*TO DO*.
Copy out the records that appear below, exactly as each one reads.

*RECORDS SHOWN*.
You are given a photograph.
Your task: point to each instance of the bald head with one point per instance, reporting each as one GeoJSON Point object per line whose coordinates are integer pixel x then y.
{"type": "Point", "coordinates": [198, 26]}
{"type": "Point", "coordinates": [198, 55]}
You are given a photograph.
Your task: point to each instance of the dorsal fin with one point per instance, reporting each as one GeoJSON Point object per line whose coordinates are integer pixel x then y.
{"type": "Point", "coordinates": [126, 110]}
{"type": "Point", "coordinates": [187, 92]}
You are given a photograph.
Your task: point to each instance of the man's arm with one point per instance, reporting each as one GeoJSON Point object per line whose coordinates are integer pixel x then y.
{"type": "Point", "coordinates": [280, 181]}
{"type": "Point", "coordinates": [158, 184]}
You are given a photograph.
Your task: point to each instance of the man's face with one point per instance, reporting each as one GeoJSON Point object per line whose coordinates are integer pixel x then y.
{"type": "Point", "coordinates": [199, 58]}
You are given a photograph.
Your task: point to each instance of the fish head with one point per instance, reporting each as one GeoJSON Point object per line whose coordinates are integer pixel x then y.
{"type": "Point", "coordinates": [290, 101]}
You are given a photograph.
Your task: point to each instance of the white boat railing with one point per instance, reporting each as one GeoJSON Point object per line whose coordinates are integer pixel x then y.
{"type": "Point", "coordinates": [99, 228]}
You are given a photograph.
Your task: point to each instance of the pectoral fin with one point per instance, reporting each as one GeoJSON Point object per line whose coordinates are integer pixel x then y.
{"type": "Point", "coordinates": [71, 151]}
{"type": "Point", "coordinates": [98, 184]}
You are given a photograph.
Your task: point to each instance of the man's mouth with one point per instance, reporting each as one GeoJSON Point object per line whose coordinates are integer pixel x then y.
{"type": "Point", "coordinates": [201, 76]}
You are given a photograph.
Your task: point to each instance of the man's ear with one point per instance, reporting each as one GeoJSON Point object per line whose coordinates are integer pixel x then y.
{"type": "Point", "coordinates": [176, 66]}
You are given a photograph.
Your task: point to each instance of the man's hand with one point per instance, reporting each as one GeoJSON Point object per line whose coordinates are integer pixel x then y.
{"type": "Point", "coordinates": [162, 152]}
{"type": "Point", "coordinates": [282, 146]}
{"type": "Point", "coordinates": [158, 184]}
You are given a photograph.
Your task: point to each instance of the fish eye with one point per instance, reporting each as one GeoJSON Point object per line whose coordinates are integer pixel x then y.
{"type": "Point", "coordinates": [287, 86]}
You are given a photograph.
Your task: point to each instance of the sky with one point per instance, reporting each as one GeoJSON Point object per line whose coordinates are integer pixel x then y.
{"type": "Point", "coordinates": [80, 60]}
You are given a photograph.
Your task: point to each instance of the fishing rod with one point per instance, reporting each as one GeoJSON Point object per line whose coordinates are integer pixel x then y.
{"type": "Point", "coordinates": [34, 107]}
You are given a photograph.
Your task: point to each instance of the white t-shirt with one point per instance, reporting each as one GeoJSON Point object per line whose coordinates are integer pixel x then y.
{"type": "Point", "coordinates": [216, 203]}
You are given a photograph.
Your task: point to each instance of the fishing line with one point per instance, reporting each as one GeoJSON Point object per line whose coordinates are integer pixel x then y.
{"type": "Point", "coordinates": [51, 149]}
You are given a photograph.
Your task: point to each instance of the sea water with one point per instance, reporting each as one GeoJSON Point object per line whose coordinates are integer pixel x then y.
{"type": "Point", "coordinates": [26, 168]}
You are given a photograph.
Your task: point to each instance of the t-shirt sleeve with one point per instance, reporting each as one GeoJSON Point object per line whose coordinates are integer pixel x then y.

*EXERCISE OUTPUT*.
You are given a photograph.
Your task: point to each instance of the bald head with one point per instance, reporting each as one GeoJSON Point object per line whose coordinates are integer pixel x then y.
{"type": "Point", "coordinates": [198, 26]}
{"type": "Point", "coordinates": [198, 55]}
You are given a photograph.
Your task: point to each instance of the dorsal fin with one point per instance, reporting each as one GeoJSON Point object per line whose coordinates are integer pixel x then y.
{"type": "Point", "coordinates": [126, 110]}
{"type": "Point", "coordinates": [187, 92]}
You are given a photograph.
Your task: point to each instance of the man's arm with one point per instance, reporting each as one GeoJSON Point object per line whose coordinates are integer pixel x then y.
{"type": "Point", "coordinates": [280, 181]}
{"type": "Point", "coordinates": [158, 184]}
You are given a photograph.
Your task: point to each instance of the man's face with one point per instance, reporting each as one GeoJSON Point object per line whose coordinates are integer pixel x then y.
{"type": "Point", "coordinates": [199, 58]}
You are given a photograph.
Your task: point to each instance of the fish head with one point per instance, reporting each as one GeoJSON Point object per line whose coordinates are integer pixel x then y.
{"type": "Point", "coordinates": [290, 101]}
You are given a photograph.
Your task: point to each instance of the white boat railing with one point per instance, reporting each as one GeoJSON Point object per line whose coordinates are integer pixel x then y.
{"type": "Point", "coordinates": [99, 228]}
You are given a photograph.
Your task: point to each instance of the pectoral fin with one point per instance, reporting each as one GeoJSON Point object per line whose coordinates are integer pixel x then y.
{"type": "Point", "coordinates": [71, 151]}
{"type": "Point", "coordinates": [98, 184]}
You are given a photograph.
Your task: point to each instance of the man's mouth with one point per instance, reporting each as one GeoJSON Point object per line whose coordinates are integer pixel x then y.
{"type": "Point", "coordinates": [201, 76]}
You are given a photograph.
Your task: point to each instance of the man's ear with one point per instance, reporting each as one GeoJSON Point object per line whose coordinates are integer pixel x then y.
{"type": "Point", "coordinates": [176, 66]}
You are given a photograph.
Your task: point to each instance of the man's hand with one point per instance, reporting each as one GeoJSON Point object per line whose coordinates are integer pixel x then y.
{"type": "Point", "coordinates": [162, 152]}
{"type": "Point", "coordinates": [282, 146]}
{"type": "Point", "coordinates": [158, 184]}
You are given a photograph.
Your task: point to each instance of the fish eye with one point per instance, reporting each as one GeoJSON Point object per line whose coordinates are integer pixel x then y.
{"type": "Point", "coordinates": [287, 86]}
You are given a photograph.
Your task: point to each instance of the sky with one point per instance, reporting each as one GeoJSON Point object per line whose coordinates are integer pixel x then y.
{"type": "Point", "coordinates": [80, 60]}
You are given a photograph.
Your task: point to each instance of the fishing rod with one point per instance, reporting each as one GeoJSON Point object per line whose coordinates are integer pixel x then y.
{"type": "Point", "coordinates": [34, 107]}
You are given a photograph.
Your task: point to each instance of the white t-shirt with one point per instance, reporting each as one GeoJSON Point object per line whose coordinates are integer pixel x then y.
{"type": "Point", "coordinates": [216, 203]}
You are given a photograph.
Your task: point to each instance of the fishing line with one point per instance, reporting each as one GeoJSON Point object per line whose coordinates are integer pixel x then y.
{"type": "Point", "coordinates": [51, 149]}
You are given a photograph.
Your task: point to each instance of the sea water with one point per instance, reporting each as one GeoJSON Point object per line whose coordinates are integer pixel x then y.
{"type": "Point", "coordinates": [26, 168]}
You are given a photograph.
Your task: point to each instance of the t-shirt sleeve with one point per instance, reporting each as one GeoJSON Point object per line whose coordinates are integer pixel x then y.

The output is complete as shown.